* [EXERCISE REQUIREMENTS] Below are the records; reproduce all of them exactly but without any images.

* [LISTED RECORDS]
*** Block opens ***
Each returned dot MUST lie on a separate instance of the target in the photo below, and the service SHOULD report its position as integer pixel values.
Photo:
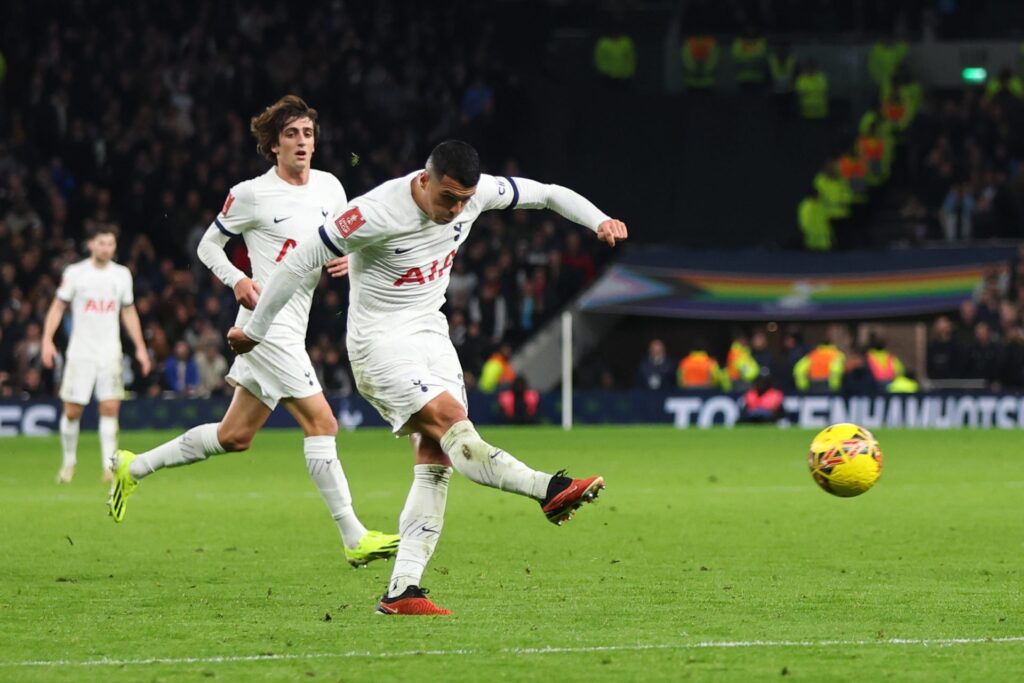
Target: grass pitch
(712, 555)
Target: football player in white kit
(273, 213)
(401, 239)
(100, 295)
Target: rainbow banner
(769, 286)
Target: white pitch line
(710, 644)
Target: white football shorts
(83, 377)
(401, 375)
(271, 373)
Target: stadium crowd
(136, 116)
(982, 345)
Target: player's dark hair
(458, 161)
(266, 127)
(102, 228)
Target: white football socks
(108, 439)
(477, 460)
(192, 446)
(324, 467)
(420, 525)
(69, 440)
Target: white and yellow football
(845, 460)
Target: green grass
(702, 539)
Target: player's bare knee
(428, 452)
(235, 440)
(324, 425)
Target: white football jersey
(273, 217)
(399, 259)
(96, 296)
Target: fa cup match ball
(845, 460)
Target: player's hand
(247, 292)
(144, 365)
(338, 267)
(611, 230)
(240, 342)
(47, 353)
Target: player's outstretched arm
(311, 255)
(211, 252)
(48, 351)
(568, 204)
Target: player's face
(448, 198)
(102, 246)
(295, 144)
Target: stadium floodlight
(974, 74)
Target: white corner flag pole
(566, 370)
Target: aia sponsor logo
(434, 271)
(100, 306)
(350, 221)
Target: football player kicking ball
(99, 293)
(401, 239)
(273, 213)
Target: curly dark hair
(266, 126)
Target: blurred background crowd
(137, 115)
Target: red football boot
(566, 495)
(414, 600)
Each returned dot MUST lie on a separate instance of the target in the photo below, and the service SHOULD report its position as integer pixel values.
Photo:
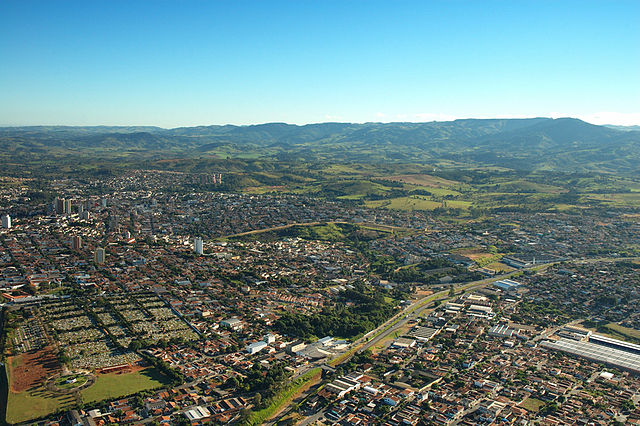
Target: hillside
(525, 144)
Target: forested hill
(563, 144)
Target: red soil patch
(32, 369)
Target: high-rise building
(76, 242)
(67, 207)
(60, 202)
(6, 221)
(197, 245)
(100, 255)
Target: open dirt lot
(31, 369)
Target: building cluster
(115, 275)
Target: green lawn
(532, 404)
(625, 333)
(282, 399)
(114, 385)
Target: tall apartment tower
(76, 242)
(60, 202)
(100, 255)
(6, 221)
(67, 207)
(197, 245)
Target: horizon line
(313, 123)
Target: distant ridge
(563, 144)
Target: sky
(187, 63)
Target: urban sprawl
(125, 301)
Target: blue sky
(183, 63)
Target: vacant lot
(34, 402)
(114, 385)
(32, 368)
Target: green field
(114, 385)
(405, 203)
(532, 404)
(282, 399)
(625, 333)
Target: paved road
(398, 320)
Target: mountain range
(563, 144)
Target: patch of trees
(265, 382)
(369, 310)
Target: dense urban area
(158, 297)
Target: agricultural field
(405, 203)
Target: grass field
(405, 203)
(284, 398)
(532, 404)
(114, 385)
(626, 333)
(34, 403)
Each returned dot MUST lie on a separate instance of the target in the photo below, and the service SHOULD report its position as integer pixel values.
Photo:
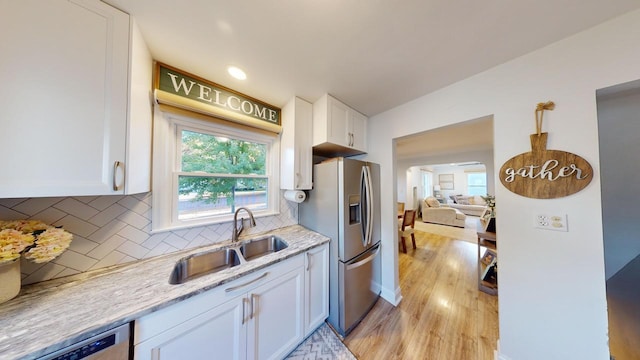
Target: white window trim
(165, 164)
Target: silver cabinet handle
(244, 300)
(234, 288)
(117, 165)
(254, 300)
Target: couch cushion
(432, 202)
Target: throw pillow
(432, 202)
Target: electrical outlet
(551, 222)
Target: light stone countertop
(50, 315)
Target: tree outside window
(218, 174)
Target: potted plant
(33, 239)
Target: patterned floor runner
(322, 344)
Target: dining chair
(406, 228)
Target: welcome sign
(223, 101)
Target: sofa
(436, 213)
(473, 205)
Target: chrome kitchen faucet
(236, 232)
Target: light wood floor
(623, 296)
(442, 315)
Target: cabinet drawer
(159, 321)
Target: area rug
(322, 344)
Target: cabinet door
(276, 309)
(64, 97)
(338, 131)
(316, 288)
(296, 158)
(219, 333)
(358, 124)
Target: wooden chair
(406, 228)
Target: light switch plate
(551, 222)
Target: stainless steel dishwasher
(109, 345)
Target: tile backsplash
(109, 230)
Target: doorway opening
(619, 139)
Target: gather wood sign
(545, 174)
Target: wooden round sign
(545, 174)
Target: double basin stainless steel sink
(213, 261)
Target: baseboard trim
(497, 355)
(392, 296)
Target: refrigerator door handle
(364, 207)
(368, 199)
(364, 261)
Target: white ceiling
(466, 137)
(373, 55)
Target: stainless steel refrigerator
(345, 206)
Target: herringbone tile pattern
(322, 344)
(111, 230)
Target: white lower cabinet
(218, 333)
(316, 288)
(276, 316)
(258, 316)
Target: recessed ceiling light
(237, 73)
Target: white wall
(619, 134)
(552, 284)
(484, 157)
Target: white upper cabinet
(67, 121)
(296, 158)
(337, 128)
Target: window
(477, 183)
(211, 171)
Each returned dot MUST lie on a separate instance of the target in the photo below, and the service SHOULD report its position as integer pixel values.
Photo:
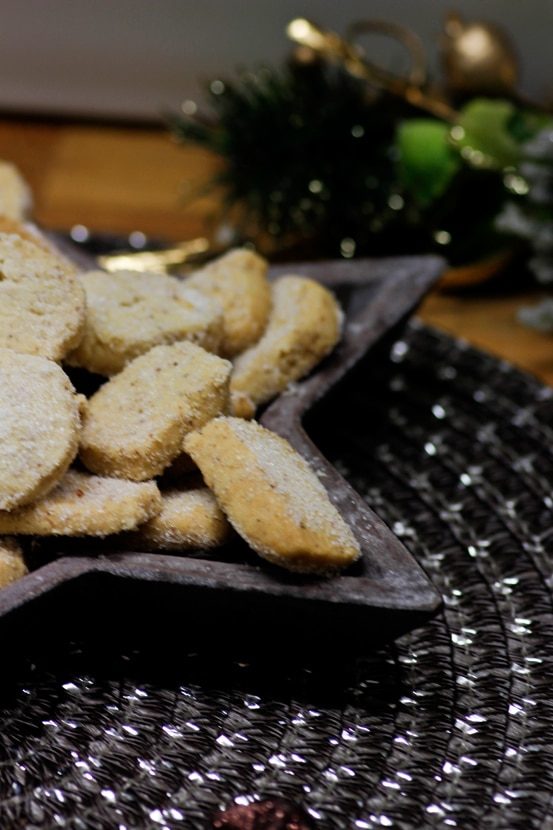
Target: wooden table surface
(122, 178)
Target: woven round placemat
(452, 726)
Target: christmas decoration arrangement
(332, 155)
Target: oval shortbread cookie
(239, 281)
(271, 496)
(42, 304)
(130, 312)
(39, 427)
(189, 518)
(12, 563)
(85, 505)
(304, 326)
(135, 424)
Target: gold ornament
(478, 58)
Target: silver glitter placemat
(452, 726)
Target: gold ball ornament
(478, 58)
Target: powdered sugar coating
(39, 427)
(271, 496)
(135, 424)
(189, 518)
(130, 312)
(85, 505)
(42, 304)
(304, 326)
(238, 280)
(12, 563)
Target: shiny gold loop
(333, 47)
(418, 70)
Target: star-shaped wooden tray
(386, 590)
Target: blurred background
(135, 59)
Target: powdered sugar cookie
(130, 312)
(135, 424)
(304, 326)
(39, 426)
(42, 304)
(85, 505)
(12, 563)
(271, 496)
(189, 518)
(238, 280)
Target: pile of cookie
(165, 455)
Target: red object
(271, 814)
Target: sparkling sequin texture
(452, 726)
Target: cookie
(12, 563)
(130, 312)
(238, 280)
(42, 304)
(189, 518)
(135, 424)
(16, 201)
(85, 505)
(39, 427)
(271, 496)
(304, 326)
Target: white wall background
(137, 58)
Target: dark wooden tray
(386, 590)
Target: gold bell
(478, 58)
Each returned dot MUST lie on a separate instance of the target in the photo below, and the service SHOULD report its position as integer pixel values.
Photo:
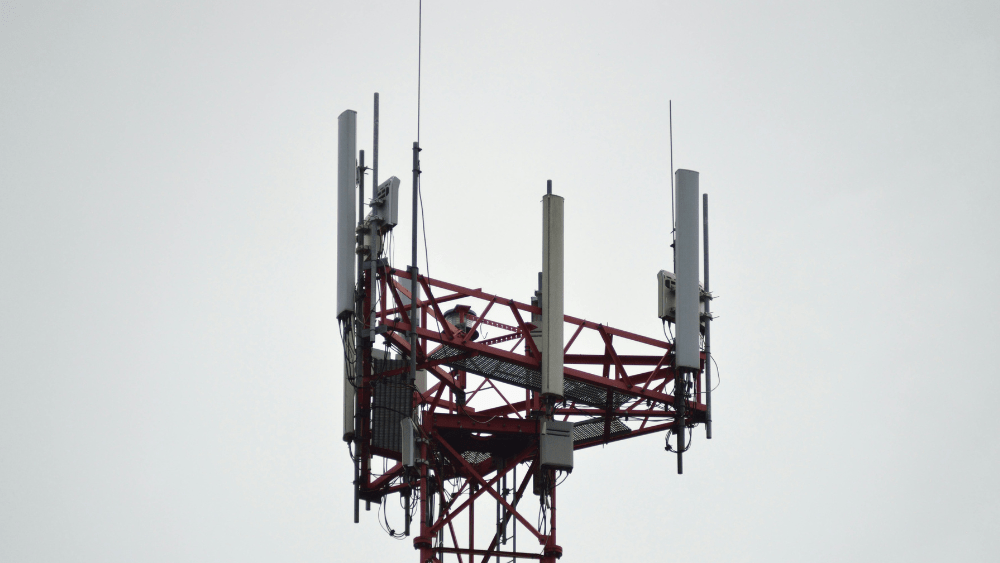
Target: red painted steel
(469, 443)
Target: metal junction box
(556, 445)
(385, 203)
(666, 298)
(666, 295)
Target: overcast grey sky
(169, 357)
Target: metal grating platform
(525, 378)
(593, 428)
(391, 402)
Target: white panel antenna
(688, 317)
(347, 173)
*** Block closes ***
* [TASK ANSWER]
Each returned dot MUST lie on a separate instance of the target in the photo below, and the service SHOULD report its position as integer pixel values.
Photo:
Target: grass pitch
(712, 555)
Target: football player in white kit
(273, 213)
(401, 239)
(100, 295)
Target: rainbow banner
(769, 286)
Target: white pitch line
(710, 644)
Target: white football shorts
(83, 377)
(401, 375)
(271, 373)
Target: stadium crowd
(136, 116)
(982, 345)
Target: player's dark hair
(458, 161)
(266, 127)
(102, 228)
Target: white football socks
(108, 439)
(477, 460)
(192, 446)
(324, 467)
(420, 525)
(69, 440)
Target: white and yellow football
(845, 460)
Target: green grass
(702, 539)
Target: player's bare knee
(428, 452)
(235, 440)
(324, 425)
Target: white football jersey
(273, 217)
(399, 259)
(96, 296)
Target: fa cup match ball
(845, 460)
Target: player's hand
(247, 292)
(144, 365)
(338, 267)
(611, 230)
(240, 342)
(47, 353)
Target: player's outstretched arm
(311, 255)
(211, 252)
(48, 351)
(568, 204)
Target: player's face
(448, 198)
(102, 246)
(295, 144)
Target: stadium floodlight
(974, 74)
Target: white corner flag pole
(566, 370)
Target: aia sponsor logo
(434, 271)
(100, 306)
(350, 221)
Target: football player kicking ball
(99, 293)
(401, 239)
(273, 213)
Target: curly dark hair
(266, 126)
Target: blurred background crowd
(137, 115)
Target: red football boot
(566, 495)
(414, 600)
Each returned dot MUST lie on a separate instance of the target in the photo below, and the service SHOULD report its position as integer pixel values.
Photo:
Target: hillside
(525, 144)
Target: forested hill
(563, 144)
Target: red soil patch
(32, 369)
Target: high-rise building
(76, 242)
(67, 207)
(60, 202)
(6, 221)
(197, 245)
(100, 255)
Target: open dirt lot
(31, 369)
Target: building cluster
(115, 275)
Target: green lawn
(532, 404)
(625, 333)
(282, 399)
(114, 385)
Target: tall apartment tower
(76, 242)
(60, 202)
(100, 255)
(6, 221)
(67, 207)
(197, 245)
Target: horizon line
(313, 123)
Target: distant ridge
(563, 144)
Target: sky
(187, 63)
Target: urban sprawl
(125, 301)
Target: blue sky
(183, 63)
Target: vacant lot
(34, 402)
(114, 385)
(32, 368)
Target: green field
(114, 385)
(405, 203)
(532, 404)
(282, 399)
(625, 333)
Target: paved road
(398, 320)
Target: mountain range
(563, 144)
Target: patch of trees
(265, 382)
(369, 310)
Target: dense urban area
(158, 297)
Target: agricultural field
(405, 203)
Target: grass field
(405, 203)
(284, 398)
(532, 404)
(114, 385)
(626, 333)
(34, 403)
Each returned dot MUST lie on a separate instance of the target in the photo below, and the service SHOULD report its position as integer pixel values.
Photo:
Target: white window trim
(165, 164)
Target: silver cabinet handle
(244, 300)
(234, 288)
(117, 165)
(254, 300)
Target: couch cushion
(432, 202)
Target: throw pillow
(432, 202)
Target: electrical outlet
(551, 222)
Target: light stone countertop
(50, 315)
Target: tree outside window
(218, 174)
Target: potted plant
(33, 239)
Target: patterned floor runner
(322, 344)
Target: dining chair
(406, 228)
Target: welcome sign
(223, 101)
Target: sofa
(436, 213)
(473, 205)
Target: chrome kitchen faucet
(236, 232)
Target: light wood floor
(623, 296)
(442, 315)
Target: cabinet drawer
(159, 321)
Target: area rug
(322, 344)
Target: cabinet door
(276, 309)
(64, 97)
(338, 131)
(316, 288)
(296, 158)
(219, 333)
(358, 124)
Target: wooden chair
(406, 228)
Target: light switch plate
(551, 222)
Target: stainless steel dishwasher
(109, 345)
Target: tile backsplash
(109, 230)
Target: doorway opening
(619, 139)
Target: gather wood sign
(545, 174)
Target: wooden round sign
(545, 174)
Target: double basin stainless steel sink
(213, 261)
Target: baseboard trim
(497, 355)
(392, 296)
Target: refrigerator door handle
(364, 207)
(368, 199)
(364, 261)
Target: white ceiling
(466, 137)
(373, 55)
Target: stainless steel refrigerator
(345, 206)
Target: herringbone tile pattern
(322, 344)
(111, 230)
Target: white lower cabinet
(218, 333)
(316, 288)
(276, 316)
(258, 316)
Target: recessed ceiling light
(237, 73)
Target: white wall
(619, 134)
(552, 284)
(484, 157)
Target: white upper cabinet
(67, 121)
(296, 158)
(337, 128)
Target: window
(477, 183)
(211, 171)
Each returned dot MUST lie on a separate instance of the target in the photo below, and the service SHOULD report its position as integer pixel values.
Photo:
Target: wooden table surface
(122, 178)
Target: woven round placemat
(452, 726)
Target: christmas decoration arrangement
(332, 155)
Target: oval shortbread cookie
(239, 281)
(271, 496)
(42, 304)
(130, 312)
(39, 427)
(189, 518)
(12, 563)
(85, 505)
(304, 326)
(135, 424)
Target: gold ornament
(478, 58)
Target: silver glitter placemat
(452, 726)
Target: gold ball ornament
(478, 58)
Target: powdered sugar coating
(39, 427)
(271, 496)
(135, 424)
(189, 518)
(130, 312)
(85, 505)
(42, 304)
(304, 326)
(238, 280)
(12, 563)
Target: shiny gold loop
(333, 47)
(418, 70)
Target: star-shaped wooden tray
(386, 590)
Target: blurred background
(135, 59)
Target: powdered sugar cookie
(130, 312)
(135, 424)
(304, 326)
(39, 426)
(42, 304)
(85, 505)
(12, 563)
(271, 496)
(189, 518)
(238, 280)
Target: pile of cookie
(165, 455)
Target: red object
(271, 814)
Target: sparkling sequin texture
(452, 726)
Target: cookie
(12, 563)
(130, 312)
(238, 280)
(42, 304)
(189, 518)
(135, 424)
(16, 201)
(85, 505)
(39, 427)
(271, 496)
(304, 326)
Target: white wall background
(137, 58)
Target: dark wooden tray
(386, 590)
Target: gold bell
(478, 58)
Each returned dot MUST lie on a separate instance of the target in the photo below, and the service SHOULD report its position as integer pixel values.
Photo:
Target: red painted steel
(469, 443)
Target: metal junction box
(556, 445)
(385, 203)
(666, 298)
(666, 295)
Target: overcast grey sky
(169, 357)
Target: metal grating platform
(525, 378)
(593, 428)
(391, 402)
Target: white panel antenna
(688, 317)
(347, 173)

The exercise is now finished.